* [WHAT TO PRODUCE] From the entries below, pull out every line that contains the word "when" and copy each such line in full.

* [INPUT ROWS]
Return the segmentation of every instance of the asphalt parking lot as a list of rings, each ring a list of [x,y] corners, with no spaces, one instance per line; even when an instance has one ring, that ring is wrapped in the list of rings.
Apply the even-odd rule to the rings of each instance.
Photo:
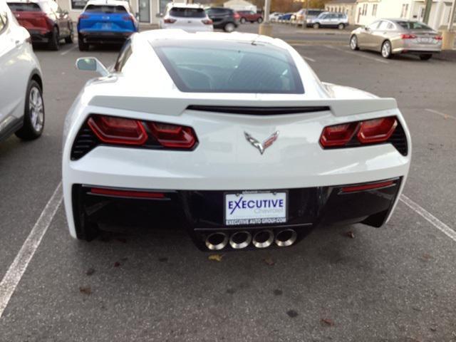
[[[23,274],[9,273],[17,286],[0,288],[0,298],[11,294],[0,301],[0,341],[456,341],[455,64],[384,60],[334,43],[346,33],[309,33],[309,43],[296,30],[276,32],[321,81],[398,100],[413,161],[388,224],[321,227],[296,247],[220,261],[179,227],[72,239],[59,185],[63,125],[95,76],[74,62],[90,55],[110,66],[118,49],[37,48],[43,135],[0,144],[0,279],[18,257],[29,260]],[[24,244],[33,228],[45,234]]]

...

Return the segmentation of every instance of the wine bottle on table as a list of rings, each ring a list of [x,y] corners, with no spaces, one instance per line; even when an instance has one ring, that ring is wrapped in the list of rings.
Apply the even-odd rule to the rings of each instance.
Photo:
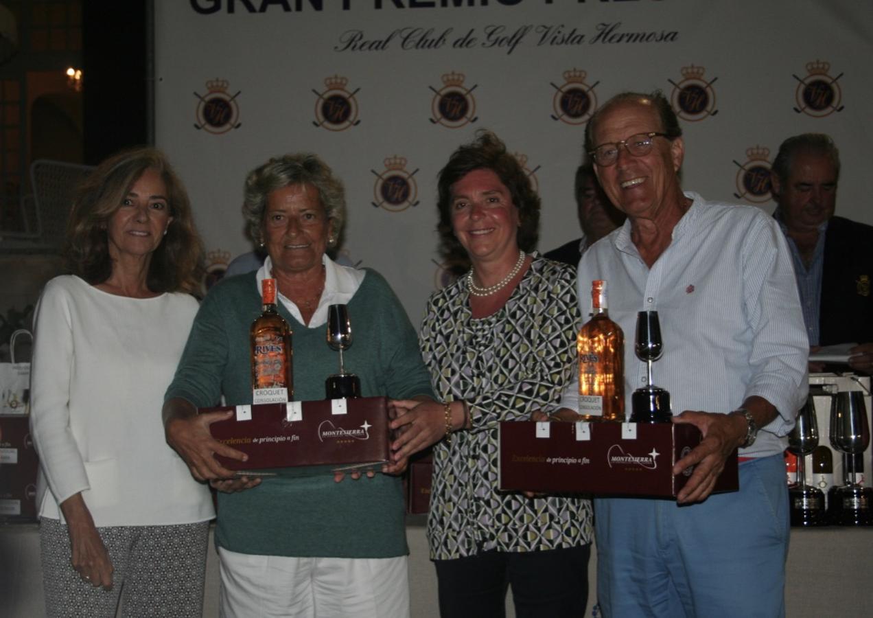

* * *

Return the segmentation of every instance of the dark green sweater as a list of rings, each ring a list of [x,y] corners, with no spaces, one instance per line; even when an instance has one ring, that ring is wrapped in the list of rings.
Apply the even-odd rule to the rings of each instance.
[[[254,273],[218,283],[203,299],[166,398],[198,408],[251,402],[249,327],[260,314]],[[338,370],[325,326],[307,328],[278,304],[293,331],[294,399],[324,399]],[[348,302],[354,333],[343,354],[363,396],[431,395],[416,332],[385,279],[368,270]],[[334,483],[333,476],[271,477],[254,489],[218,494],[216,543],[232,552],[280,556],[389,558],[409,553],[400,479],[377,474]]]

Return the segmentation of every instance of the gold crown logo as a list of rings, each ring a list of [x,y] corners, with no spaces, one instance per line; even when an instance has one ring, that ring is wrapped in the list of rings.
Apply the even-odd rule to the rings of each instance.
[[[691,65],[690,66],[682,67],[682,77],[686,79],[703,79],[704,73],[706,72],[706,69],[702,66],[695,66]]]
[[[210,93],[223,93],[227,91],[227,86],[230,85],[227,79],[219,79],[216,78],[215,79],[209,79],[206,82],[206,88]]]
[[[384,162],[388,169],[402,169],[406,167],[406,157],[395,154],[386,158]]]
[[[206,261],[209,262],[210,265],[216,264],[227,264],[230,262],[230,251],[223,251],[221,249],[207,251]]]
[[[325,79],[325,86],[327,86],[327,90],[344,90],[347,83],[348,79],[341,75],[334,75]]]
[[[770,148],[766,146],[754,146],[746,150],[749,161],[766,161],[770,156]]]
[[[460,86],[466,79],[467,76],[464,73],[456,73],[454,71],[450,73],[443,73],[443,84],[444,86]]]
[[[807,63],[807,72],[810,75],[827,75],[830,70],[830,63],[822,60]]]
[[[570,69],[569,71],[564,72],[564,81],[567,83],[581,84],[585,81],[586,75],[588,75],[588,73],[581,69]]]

* [OUTPUT OF THE EXERCISE]
Return the segmentation of every instance of the asphalt parking lot as a list of rings, each ring a list of [x,y] corners, with no spaces, one instance per line; even when an instance has one ring, that ring is wrapped in the list of rings.
Return the segmentation of every instance of the wine bottle on table as a list of rings, each ring a list of [x,y] corners, with no spaces, one instance per line; even when an instance has one ring, that ring is wrapped in the list of rings.
Return the segmentation of every instance of the dark green sweater as a list of rings, each ring a list of [x,y] corners, with no spaces, one instance per line; even when an instance has one ring, that ring is wrapped in the list of rings.
Return the segmentation of every instance of the gold crown logo as a list of rings, each ring a list of [x,y] corners, with no spaces, one instance per line; even when an instance has one ring, that ring is wrapped in the list of rings.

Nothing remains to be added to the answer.